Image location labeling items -
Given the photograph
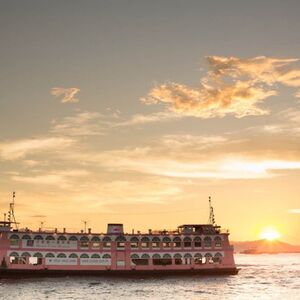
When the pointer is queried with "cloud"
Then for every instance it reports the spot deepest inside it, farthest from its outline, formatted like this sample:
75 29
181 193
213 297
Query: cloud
231 86
57 178
138 119
240 99
68 95
82 124
13 150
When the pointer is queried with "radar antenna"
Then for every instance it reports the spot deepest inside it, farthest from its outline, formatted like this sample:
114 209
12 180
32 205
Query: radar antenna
211 213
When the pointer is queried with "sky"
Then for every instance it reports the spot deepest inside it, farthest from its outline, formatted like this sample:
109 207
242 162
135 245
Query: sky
137 111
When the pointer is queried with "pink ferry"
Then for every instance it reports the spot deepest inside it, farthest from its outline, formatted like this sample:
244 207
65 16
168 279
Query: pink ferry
190 249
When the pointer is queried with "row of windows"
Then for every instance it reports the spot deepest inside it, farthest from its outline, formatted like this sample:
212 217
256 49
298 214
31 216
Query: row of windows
166 240
106 255
146 245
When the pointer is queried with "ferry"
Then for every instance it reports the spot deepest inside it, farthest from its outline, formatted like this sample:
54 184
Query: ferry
201 249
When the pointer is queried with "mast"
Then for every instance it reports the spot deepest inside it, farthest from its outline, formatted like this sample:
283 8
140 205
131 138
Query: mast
211 213
11 214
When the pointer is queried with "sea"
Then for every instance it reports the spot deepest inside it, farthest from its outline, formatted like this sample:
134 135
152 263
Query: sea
264 276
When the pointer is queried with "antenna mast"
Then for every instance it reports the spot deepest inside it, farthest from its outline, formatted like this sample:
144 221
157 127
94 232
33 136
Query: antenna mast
211 213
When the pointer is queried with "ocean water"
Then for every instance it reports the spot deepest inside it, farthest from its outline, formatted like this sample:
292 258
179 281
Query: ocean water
261 277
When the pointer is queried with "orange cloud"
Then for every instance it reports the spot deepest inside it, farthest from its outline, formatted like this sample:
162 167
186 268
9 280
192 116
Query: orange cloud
232 86
18 149
68 95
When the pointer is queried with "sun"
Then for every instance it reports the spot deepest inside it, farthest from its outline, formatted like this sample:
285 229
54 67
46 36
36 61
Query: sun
270 234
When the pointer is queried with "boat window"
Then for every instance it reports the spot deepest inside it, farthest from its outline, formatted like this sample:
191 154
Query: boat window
37 259
96 244
26 237
14 258
166 242
14 237
155 242
163 261
49 255
197 242
61 255
120 245
187 242
217 259
198 258
84 239
84 245
134 244
178 259
218 241
73 255
208 258
95 239
177 242
106 245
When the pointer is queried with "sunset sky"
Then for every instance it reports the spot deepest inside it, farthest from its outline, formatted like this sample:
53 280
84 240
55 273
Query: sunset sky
137 111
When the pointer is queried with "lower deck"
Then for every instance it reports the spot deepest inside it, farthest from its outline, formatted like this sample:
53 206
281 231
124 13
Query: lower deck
26 273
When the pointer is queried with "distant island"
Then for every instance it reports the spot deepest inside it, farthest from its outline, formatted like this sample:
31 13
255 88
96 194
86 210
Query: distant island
264 247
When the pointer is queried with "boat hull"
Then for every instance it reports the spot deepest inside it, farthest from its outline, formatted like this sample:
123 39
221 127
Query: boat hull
19 273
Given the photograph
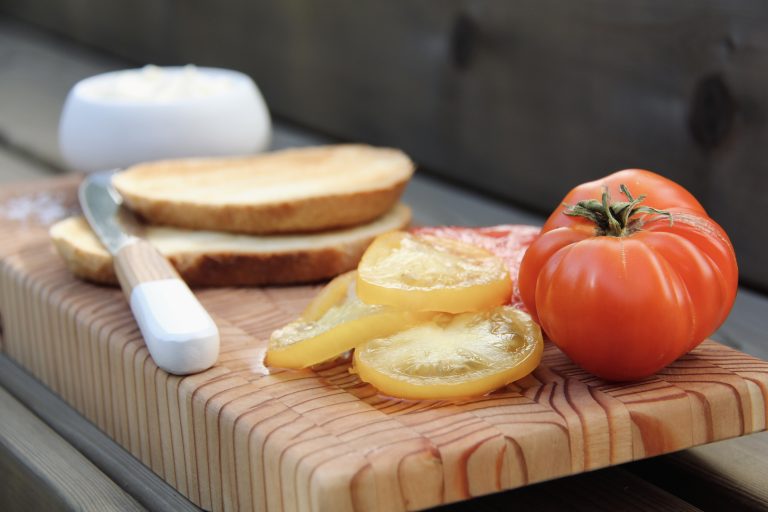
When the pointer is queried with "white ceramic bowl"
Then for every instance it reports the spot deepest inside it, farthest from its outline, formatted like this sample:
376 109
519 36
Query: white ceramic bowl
100 129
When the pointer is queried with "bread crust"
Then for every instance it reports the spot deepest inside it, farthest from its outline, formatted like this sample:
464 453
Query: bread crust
353 184
306 216
311 262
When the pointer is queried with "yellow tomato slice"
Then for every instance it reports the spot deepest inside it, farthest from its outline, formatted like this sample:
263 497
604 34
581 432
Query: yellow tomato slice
453 356
335 322
428 273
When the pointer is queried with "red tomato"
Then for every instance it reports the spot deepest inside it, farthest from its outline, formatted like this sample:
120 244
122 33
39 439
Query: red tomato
624 298
508 241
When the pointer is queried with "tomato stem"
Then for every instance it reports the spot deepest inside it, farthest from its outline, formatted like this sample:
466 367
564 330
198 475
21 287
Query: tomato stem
614 218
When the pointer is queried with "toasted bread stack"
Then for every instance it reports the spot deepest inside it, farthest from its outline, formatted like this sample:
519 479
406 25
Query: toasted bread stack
291 216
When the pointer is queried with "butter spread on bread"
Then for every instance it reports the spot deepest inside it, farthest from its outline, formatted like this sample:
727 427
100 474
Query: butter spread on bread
294 190
210 258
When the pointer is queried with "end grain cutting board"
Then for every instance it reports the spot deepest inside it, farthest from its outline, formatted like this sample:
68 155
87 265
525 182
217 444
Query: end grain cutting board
244 437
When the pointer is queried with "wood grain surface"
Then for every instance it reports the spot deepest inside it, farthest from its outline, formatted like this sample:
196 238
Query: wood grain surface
244 437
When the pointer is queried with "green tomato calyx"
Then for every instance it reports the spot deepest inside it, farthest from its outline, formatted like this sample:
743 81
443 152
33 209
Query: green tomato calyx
617 218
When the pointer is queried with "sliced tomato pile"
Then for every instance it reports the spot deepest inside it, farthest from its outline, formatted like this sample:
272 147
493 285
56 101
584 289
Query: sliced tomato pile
425 315
334 323
452 356
507 241
429 273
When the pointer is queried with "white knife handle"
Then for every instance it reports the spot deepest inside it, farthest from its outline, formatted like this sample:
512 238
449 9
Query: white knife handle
180 335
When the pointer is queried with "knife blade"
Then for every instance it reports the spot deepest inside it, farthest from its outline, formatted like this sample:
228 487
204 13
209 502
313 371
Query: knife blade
181 336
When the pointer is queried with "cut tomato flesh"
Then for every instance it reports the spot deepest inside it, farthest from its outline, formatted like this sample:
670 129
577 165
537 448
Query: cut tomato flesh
507 241
428 273
452 356
335 322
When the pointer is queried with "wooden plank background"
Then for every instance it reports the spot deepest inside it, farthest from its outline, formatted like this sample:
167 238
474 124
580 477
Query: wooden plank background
521 100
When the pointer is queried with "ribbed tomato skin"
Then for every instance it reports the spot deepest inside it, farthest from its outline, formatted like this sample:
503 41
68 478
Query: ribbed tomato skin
624 307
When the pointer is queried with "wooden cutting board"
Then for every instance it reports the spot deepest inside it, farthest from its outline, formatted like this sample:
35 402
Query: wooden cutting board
244 437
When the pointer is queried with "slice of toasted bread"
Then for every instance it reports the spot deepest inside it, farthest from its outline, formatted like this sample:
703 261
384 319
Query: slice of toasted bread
295 190
210 258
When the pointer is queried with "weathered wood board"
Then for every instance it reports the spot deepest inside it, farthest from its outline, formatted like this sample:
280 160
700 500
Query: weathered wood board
244 437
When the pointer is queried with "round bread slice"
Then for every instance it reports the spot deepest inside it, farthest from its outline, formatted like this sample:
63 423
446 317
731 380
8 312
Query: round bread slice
289 191
207 258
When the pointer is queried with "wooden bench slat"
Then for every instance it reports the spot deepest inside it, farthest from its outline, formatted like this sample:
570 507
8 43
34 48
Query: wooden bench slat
729 475
41 471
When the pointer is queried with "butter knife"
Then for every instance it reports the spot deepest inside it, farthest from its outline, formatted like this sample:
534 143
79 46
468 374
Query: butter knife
181 336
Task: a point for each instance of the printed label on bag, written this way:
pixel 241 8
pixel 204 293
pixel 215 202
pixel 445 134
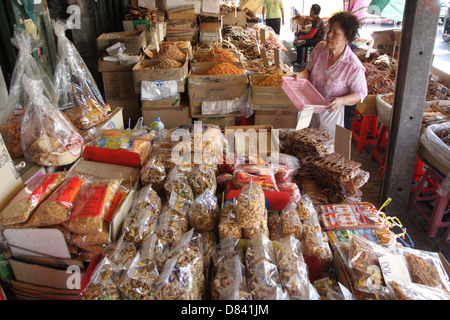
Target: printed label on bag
pixel 67 193
pixel 90 203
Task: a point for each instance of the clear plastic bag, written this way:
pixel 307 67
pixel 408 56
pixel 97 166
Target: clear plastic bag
pixel 11 114
pixel 182 276
pixel 142 275
pixel 228 226
pixel 48 137
pixel 425 267
pixel 102 285
pixel 250 206
pixel 293 269
pixel 204 213
pixel 78 95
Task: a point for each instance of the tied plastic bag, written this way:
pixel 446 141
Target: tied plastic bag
pixel 48 137
pixel 78 95
pixel 11 114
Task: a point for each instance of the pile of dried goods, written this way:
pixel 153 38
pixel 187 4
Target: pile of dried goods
pixel 225 68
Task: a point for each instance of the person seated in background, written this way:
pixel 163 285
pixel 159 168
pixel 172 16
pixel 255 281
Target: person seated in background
pixel 315 35
pixel 336 72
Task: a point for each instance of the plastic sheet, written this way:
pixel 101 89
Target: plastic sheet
pixel 77 91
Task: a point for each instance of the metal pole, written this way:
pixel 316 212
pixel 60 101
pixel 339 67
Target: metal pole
pixel 420 21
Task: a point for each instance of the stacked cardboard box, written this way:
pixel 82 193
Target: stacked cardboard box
pixel 117 77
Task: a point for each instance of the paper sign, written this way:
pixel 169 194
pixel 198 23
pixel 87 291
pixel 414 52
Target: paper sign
pixel 304 118
pixel 394 268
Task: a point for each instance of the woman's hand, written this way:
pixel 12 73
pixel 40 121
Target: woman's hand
pixel 335 104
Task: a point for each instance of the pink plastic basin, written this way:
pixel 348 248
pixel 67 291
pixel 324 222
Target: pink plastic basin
pixel 303 94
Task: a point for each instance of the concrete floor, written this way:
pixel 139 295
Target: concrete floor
pixel 414 223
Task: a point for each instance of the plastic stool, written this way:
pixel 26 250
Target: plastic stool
pixel 440 203
pixel 364 125
pixel 380 148
pixel 445 242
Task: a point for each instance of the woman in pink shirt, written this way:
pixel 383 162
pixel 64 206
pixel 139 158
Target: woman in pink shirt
pixel 336 72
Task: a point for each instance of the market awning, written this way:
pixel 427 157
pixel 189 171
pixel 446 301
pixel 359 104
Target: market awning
pixel 376 10
pixel 389 9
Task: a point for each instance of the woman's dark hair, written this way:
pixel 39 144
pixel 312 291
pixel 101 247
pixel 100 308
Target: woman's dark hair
pixel 316 9
pixel 349 24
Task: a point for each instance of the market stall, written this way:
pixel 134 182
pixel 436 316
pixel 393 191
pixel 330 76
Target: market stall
pixel 204 208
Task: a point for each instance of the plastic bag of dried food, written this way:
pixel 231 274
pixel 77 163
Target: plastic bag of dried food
pixel 179 280
pixel 305 208
pixel 251 205
pixel 204 212
pixel 293 269
pixel 228 226
pixel 120 254
pixel 178 182
pixel 364 265
pixel 102 285
pixel 229 281
pixel 290 221
pixel 11 114
pixel 401 290
pixel 292 189
pixel 25 203
pixel 154 173
pixel 425 267
pixel 316 245
pixel 262 175
pixel 105 236
pixel 203 178
pixel 57 208
pixel 142 275
pixel 48 137
pixel 140 222
pixel 93 203
pixel 78 95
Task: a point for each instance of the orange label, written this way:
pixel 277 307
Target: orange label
pixel 118 197
pixel 90 203
pixel 42 188
pixel 67 193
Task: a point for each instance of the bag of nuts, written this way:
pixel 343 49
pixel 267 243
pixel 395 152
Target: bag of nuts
pixel 250 206
pixel 290 222
pixel 228 226
pixel 204 212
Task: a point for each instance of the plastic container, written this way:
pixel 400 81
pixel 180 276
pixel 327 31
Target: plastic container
pixel 157 124
pixel 303 94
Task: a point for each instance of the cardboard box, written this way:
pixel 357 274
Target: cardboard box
pixel 200 93
pixel 186 12
pixel 199 76
pixel 235 18
pixel 181 30
pixel 118 85
pixel 172 117
pixel 162 103
pixel 258 138
pixel 131 108
pixel 142 72
pixel 269 98
pixel 277 119
pixel 107 66
pixel 134 41
pixel 11 181
pixel 210 27
pixel 369 106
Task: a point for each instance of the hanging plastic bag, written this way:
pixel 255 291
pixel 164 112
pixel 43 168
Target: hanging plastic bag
pixel 11 114
pixel 78 95
pixel 48 137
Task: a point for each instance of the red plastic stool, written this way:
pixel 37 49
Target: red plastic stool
pixel 364 125
pixel 380 148
pixel 440 203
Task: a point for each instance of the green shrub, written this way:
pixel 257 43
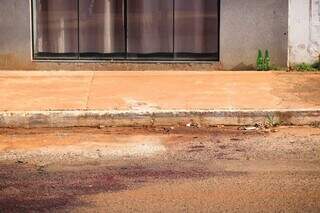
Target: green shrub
pixel 260 63
pixel 263 63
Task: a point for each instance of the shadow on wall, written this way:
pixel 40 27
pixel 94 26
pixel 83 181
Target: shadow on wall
pixel 13 62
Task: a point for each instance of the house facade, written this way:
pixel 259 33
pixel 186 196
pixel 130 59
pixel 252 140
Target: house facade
pixel 156 34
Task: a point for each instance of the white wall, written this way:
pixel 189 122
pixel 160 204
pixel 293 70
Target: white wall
pixel 304 31
pixel 249 25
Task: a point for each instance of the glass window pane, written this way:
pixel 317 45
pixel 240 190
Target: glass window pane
pixel 101 27
pixel 196 28
pixel 150 28
pixel 56 27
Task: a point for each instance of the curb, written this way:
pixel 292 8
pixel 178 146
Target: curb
pixel 95 118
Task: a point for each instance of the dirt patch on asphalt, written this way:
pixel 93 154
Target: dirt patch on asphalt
pixel 64 169
pixel 36 188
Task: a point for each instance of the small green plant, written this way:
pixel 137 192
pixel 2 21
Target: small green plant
pixel 263 63
pixel 267 60
pixel 272 121
pixel 260 61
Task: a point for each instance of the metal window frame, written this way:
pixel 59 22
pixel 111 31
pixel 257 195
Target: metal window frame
pixel 125 59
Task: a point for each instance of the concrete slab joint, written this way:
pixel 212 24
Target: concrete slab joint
pixel 34 119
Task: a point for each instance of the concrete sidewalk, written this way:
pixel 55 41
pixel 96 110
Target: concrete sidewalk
pixel 74 95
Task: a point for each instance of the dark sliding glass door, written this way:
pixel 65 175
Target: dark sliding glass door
pixel 56 28
pixel 150 29
pixel 126 29
pixel 101 28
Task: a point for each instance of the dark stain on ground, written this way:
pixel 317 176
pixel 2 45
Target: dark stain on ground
pixel 24 189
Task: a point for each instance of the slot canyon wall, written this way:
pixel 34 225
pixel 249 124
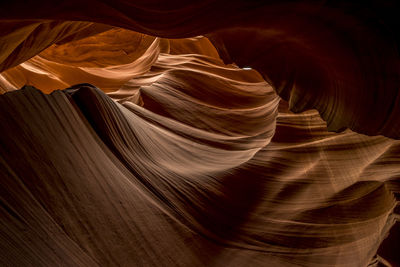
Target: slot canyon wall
pixel 199 133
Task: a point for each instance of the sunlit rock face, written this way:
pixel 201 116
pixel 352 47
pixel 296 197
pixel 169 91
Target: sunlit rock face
pixel 123 147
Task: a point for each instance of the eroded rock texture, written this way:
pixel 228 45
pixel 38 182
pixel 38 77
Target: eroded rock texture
pixel 125 147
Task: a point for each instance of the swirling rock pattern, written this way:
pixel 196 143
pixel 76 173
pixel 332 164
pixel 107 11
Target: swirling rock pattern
pixel 163 152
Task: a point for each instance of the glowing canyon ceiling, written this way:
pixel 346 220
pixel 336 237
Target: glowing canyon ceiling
pixel 199 133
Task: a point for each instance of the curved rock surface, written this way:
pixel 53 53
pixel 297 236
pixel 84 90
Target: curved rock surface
pixel 165 152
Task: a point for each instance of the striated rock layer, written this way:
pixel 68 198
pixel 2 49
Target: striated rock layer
pixel 163 152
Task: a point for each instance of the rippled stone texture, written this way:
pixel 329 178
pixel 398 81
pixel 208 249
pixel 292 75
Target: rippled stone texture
pixel 158 153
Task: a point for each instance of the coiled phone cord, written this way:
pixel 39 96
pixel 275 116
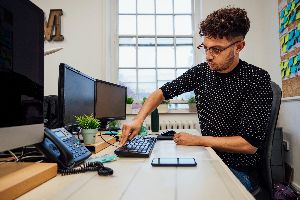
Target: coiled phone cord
pixel 88 167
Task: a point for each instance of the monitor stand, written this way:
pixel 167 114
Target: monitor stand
pixel 17 178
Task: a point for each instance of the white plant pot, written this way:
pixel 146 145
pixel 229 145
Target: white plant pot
pixel 89 135
pixel 128 108
pixel 192 107
pixel 163 108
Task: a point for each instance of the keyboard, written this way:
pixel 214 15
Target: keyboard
pixel 139 146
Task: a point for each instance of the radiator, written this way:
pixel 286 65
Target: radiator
pixel 173 124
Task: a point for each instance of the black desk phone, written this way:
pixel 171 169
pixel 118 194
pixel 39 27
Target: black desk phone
pixel 62 147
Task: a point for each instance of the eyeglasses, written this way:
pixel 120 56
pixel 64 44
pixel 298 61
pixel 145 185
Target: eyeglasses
pixel 215 51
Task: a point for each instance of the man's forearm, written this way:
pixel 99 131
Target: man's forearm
pixel 150 104
pixel 233 144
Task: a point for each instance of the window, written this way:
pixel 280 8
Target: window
pixel 155 43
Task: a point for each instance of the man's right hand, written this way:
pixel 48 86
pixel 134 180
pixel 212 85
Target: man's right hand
pixel 129 130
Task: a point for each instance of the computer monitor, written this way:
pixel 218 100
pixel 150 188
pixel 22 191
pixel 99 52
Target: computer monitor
pixel 21 74
pixel 76 94
pixel 110 102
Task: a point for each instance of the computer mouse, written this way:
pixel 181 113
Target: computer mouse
pixel 168 133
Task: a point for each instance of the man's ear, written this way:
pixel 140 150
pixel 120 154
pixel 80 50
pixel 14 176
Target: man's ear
pixel 240 46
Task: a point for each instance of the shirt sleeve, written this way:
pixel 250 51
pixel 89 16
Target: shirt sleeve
pixel 182 84
pixel 256 110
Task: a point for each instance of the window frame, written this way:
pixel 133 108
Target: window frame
pixel 114 70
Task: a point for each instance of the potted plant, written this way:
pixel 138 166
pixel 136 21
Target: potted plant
pixel 163 107
pixel 192 104
pixel 114 125
pixel 89 127
pixel 129 102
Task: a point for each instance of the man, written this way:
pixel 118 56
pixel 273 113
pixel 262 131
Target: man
pixel 233 97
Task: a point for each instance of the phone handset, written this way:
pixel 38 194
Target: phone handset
pixel 66 156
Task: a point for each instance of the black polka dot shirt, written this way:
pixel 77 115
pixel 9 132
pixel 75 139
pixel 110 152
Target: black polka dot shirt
pixel 237 103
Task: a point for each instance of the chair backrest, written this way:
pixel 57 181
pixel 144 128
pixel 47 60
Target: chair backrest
pixel 267 150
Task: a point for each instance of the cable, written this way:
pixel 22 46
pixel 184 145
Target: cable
pixel 88 167
pixel 14 155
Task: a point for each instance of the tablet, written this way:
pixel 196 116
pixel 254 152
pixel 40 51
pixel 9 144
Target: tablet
pixel 177 162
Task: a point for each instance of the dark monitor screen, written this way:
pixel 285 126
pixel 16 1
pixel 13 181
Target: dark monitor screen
pixel 21 73
pixel 76 94
pixel 110 101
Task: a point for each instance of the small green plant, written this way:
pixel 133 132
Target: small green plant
pixel 144 99
pixel 129 100
pixel 87 122
pixel 192 100
pixel 165 102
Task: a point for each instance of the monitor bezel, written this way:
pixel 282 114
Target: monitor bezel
pixel 109 118
pixel 13 137
pixel 61 85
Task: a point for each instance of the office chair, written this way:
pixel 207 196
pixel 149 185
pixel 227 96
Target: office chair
pixel 266 182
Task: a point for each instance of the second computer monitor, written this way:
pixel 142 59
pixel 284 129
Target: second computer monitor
pixel 76 94
pixel 110 102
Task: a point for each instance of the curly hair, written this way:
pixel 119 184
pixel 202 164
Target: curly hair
pixel 226 22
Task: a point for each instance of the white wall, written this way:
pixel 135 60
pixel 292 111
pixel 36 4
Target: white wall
pixel 85 46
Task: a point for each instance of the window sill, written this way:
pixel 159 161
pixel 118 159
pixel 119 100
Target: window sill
pixel 172 111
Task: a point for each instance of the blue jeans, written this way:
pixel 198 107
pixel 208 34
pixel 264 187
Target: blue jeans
pixel 245 179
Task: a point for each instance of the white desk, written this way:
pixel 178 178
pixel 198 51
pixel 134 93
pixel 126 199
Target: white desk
pixel 135 178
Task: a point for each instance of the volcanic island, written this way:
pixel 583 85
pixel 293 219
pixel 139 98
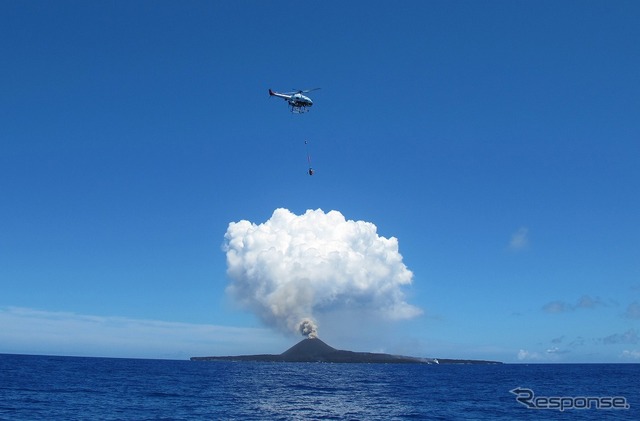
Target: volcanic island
pixel 315 350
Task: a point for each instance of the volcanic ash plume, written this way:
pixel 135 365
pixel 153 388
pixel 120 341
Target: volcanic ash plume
pixel 308 328
pixel 292 267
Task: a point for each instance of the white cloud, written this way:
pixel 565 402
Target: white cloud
pixel 524 355
pixel 631 354
pixel 633 311
pixel 519 239
pixel 585 302
pixel 29 331
pixel 295 267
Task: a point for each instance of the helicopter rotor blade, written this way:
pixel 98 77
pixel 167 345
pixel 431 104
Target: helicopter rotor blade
pixel 304 91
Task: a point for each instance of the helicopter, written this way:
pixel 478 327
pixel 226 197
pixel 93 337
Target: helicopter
pixel 298 103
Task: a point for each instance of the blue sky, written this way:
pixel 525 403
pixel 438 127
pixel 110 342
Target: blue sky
pixel 497 141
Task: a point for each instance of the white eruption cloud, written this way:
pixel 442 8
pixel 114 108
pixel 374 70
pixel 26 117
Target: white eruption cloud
pixel 291 267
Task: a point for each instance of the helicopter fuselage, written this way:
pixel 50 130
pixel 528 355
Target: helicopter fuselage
pixel 298 102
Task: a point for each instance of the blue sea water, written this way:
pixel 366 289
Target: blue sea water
pixel 73 388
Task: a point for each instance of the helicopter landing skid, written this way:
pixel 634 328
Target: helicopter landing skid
pixel 299 110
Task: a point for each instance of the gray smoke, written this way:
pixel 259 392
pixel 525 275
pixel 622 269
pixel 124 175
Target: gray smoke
pixel 293 267
pixel 308 328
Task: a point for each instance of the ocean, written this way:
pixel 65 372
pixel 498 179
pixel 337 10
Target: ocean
pixel 76 388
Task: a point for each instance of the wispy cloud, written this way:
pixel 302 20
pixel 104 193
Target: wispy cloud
pixel 30 331
pixel 633 354
pixel 633 311
pixel 519 239
pixel 628 337
pixel 585 302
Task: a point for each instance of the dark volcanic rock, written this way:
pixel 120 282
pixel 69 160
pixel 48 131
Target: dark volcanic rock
pixel 315 350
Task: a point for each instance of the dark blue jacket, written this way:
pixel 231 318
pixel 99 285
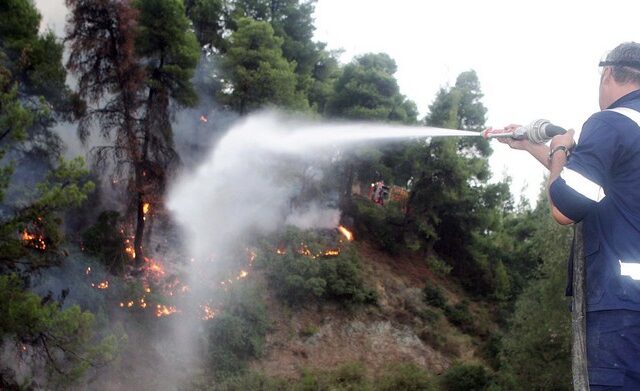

The task - Starting with the line that contains "Task: a point for each instance of the helicopter, written" and going on through the line that contains "pixel 298 103", write those lines out again, replacing "helicopter" with "airplane" and changing nothing else.

Expected output -
Task: a point for each instance of the airplane, written this way:
pixel 478 327
pixel 226 197
pixel 93 337
Target: airplane
pixel 298 103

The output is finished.